[[ Provided passage open ]]

A Lesson in Genetics

Posted by & filed under One Nice Thing About Today.

Lately, I have been hearing a lot of weird ideas about the genetics of having twins. I only took one biology class in college, but from my limited knowledge from that class I know people have been saying impossible things. The most common being “they say twins skip a generation” (There could be recessive traits that don’t show up as often as dominant traits, but they still wouldn’t skip generations each time.), and the most comical being “every eldest daughter on my husband’s side has twin boys” (too much wrong with that statement to even begin).

There are a few key points about twins genetics that help in understanding the situation:

  • Identical twins -where one egg splits into two babies- are NOT genetic. They’re just a fluke of nature.
  • Fraternal twins -where two eggs are released and become two babies- are only dependent on the woman’s genetics, because only her body decides when and if to release more that one egg.

So if a couple wants to know if they are likely to have twins, they should only look at the woman’s family genetic history.

[[ Provided passage closed ]]

- [Exercise]
How would you render this sentence from the twin genetics post in Spanish: "So if a couple wants to know if they are likely to have twins, they should only look at the woman’s family genetic history."

[[ Data listing open ]]

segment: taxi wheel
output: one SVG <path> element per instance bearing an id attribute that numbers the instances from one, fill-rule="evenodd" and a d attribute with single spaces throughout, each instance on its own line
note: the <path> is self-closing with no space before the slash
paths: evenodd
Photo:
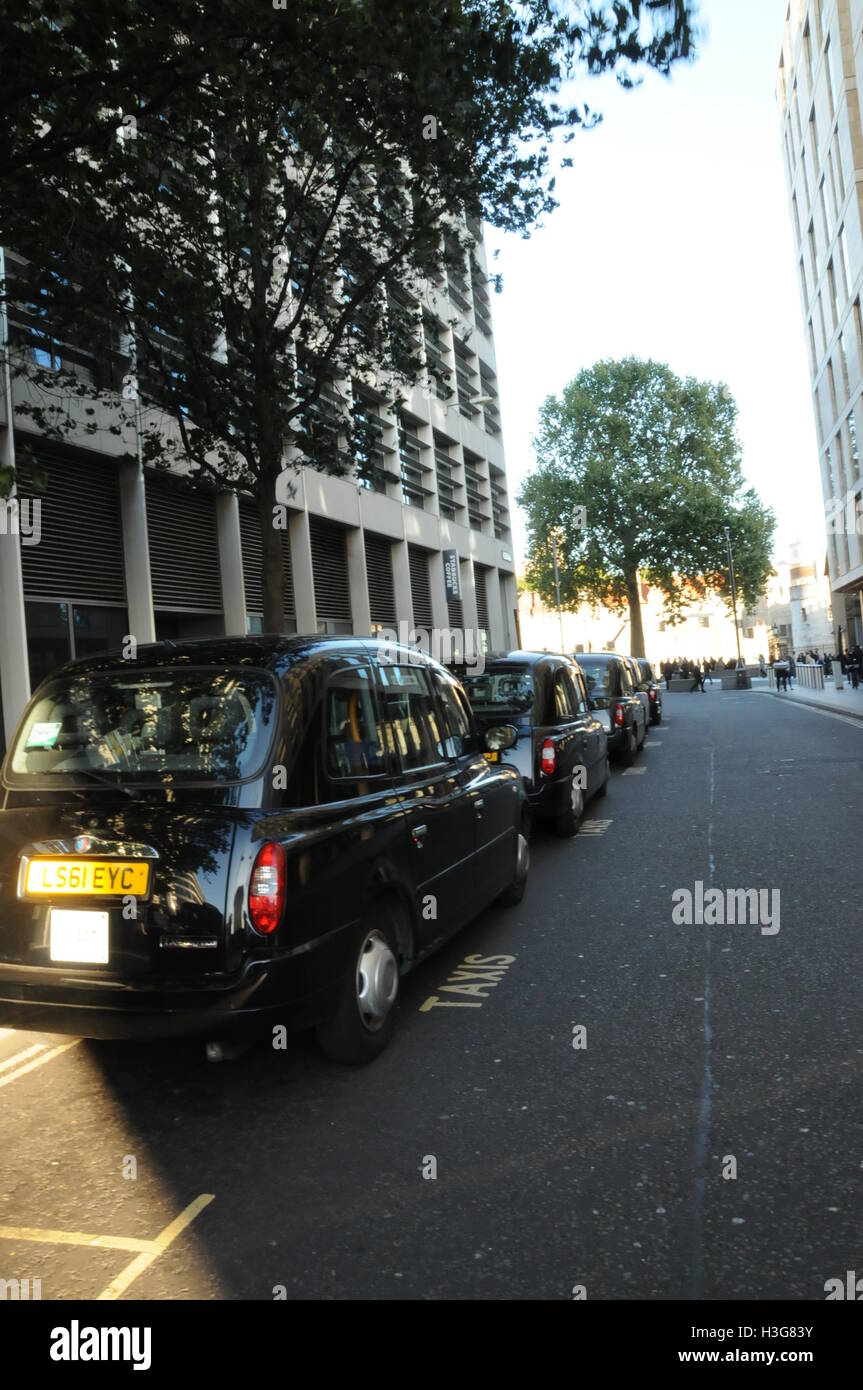
<path id="1" fill-rule="evenodd" d="M 523 824 L 518 831 L 518 853 L 516 856 L 516 877 L 513 878 L 509 888 L 504 888 L 502 894 L 498 895 L 498 902 L 502 908 L 516 908 L 524 898 L 524 890 L 527 888 L 527 876 L 531 867 L 531 845 L 525 834 L 527 824 Z"/>
<path id="2" fill-rule="evenodd" d="M 606 758 L 606 780 L 603 781 L 602 787 L 596 792 L 598 798 L 609 795 L 609 783 L 610 781 L 611 781 L 611 759 Z"/>
<path id="3" fill-rule="evenodd" d="M 623 764 L 624 767 L 631 767 L 635 762 L 635 755 L 638 753 L 638 734 L 634 728 L 627 730 L 627 742 L 623 751 Z"/>
<path id="4" fill-rule="evenodd" d="M 374 1062 L 389 1042 L 399 998 L 393 910 L 381 903 L 364 917 L 338 1002 L 318 1024 L 318 1044 L 331 1062 L 363 1066 Z"/>
<path id="5" fill-rule="evenodd" d="M 573 773 L 573 783 L 570 785 L 570 805 L 557 816 L 554 820 L 554 830 L 559 835 L 568 838 L 578 833 L 578 826 L 584 815 L 584 792 L 575 781 L 575 773 Z"/>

[[ Data listing closed ]]

- [Result of the exercise]
Así que, si una pareja quiere saber si es probable que tenga gemelos, solo debe fijarse en los antecedentes genéticos de la familia de la mujer.